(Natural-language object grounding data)

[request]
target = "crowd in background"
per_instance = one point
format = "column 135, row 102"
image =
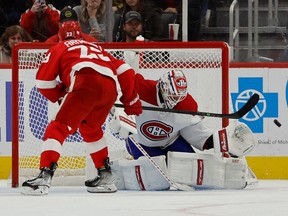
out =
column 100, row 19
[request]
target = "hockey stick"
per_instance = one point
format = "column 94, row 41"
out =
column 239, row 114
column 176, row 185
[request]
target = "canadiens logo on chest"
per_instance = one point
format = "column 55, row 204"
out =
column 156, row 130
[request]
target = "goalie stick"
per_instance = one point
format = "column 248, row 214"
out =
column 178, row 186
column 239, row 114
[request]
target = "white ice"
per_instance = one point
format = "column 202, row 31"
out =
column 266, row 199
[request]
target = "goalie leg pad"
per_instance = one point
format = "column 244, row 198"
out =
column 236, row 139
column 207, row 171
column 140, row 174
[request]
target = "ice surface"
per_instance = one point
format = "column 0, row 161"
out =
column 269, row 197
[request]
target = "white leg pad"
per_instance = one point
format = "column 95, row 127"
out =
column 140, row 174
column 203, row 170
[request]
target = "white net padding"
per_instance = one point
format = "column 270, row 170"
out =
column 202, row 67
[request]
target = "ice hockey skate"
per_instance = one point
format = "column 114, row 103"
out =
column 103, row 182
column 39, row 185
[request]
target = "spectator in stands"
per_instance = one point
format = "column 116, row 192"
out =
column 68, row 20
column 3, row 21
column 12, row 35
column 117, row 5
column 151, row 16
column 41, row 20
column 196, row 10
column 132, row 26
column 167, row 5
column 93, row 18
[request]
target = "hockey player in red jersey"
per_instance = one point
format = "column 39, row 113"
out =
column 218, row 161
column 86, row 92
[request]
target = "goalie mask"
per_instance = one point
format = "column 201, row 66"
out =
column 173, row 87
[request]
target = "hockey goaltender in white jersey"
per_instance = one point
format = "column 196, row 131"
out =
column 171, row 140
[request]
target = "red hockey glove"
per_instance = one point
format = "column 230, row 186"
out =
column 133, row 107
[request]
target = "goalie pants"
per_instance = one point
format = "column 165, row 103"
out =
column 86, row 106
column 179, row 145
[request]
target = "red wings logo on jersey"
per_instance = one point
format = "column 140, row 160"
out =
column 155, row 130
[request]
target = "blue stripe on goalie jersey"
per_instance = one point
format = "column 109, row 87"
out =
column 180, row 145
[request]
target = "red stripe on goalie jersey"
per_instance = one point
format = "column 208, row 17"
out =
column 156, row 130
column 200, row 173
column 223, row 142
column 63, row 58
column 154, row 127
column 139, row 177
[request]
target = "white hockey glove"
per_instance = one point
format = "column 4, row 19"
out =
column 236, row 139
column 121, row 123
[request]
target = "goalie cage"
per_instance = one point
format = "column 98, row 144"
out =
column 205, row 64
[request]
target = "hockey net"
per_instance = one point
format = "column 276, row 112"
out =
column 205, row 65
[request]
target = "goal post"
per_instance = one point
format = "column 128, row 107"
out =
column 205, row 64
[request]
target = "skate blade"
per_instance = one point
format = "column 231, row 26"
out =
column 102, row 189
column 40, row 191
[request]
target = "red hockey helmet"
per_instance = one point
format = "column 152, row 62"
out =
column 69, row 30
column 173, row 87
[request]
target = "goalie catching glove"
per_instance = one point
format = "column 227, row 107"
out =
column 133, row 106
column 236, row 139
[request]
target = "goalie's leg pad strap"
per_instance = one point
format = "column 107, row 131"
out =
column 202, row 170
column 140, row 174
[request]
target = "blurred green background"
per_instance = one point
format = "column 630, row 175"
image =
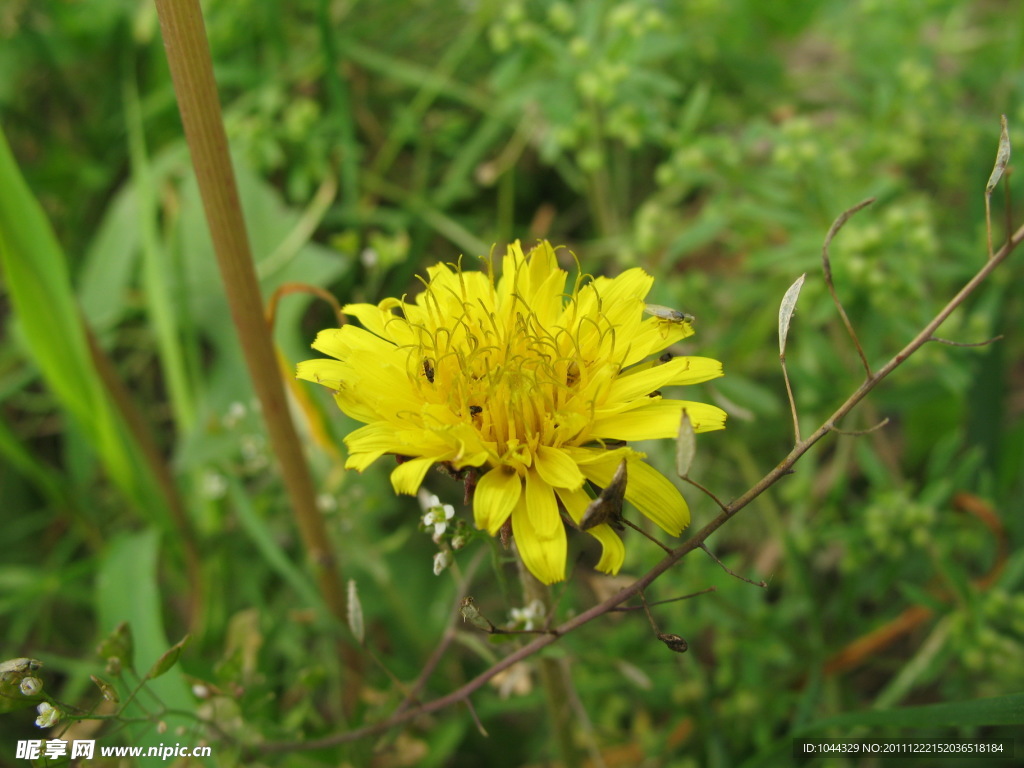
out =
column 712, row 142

WHAT TO DO: Go through the data and gather every line that holds "hockey".

ANSWER SPACE:
target = "hockey stick"
target = "ice hockey skate"
target = "hockey player in red jersey"
target = "hockey goaltender in white jersey"
target = "red hockey glove"
target = "white hockey glove"
target = "hockey net"
target = "red hockey helmet"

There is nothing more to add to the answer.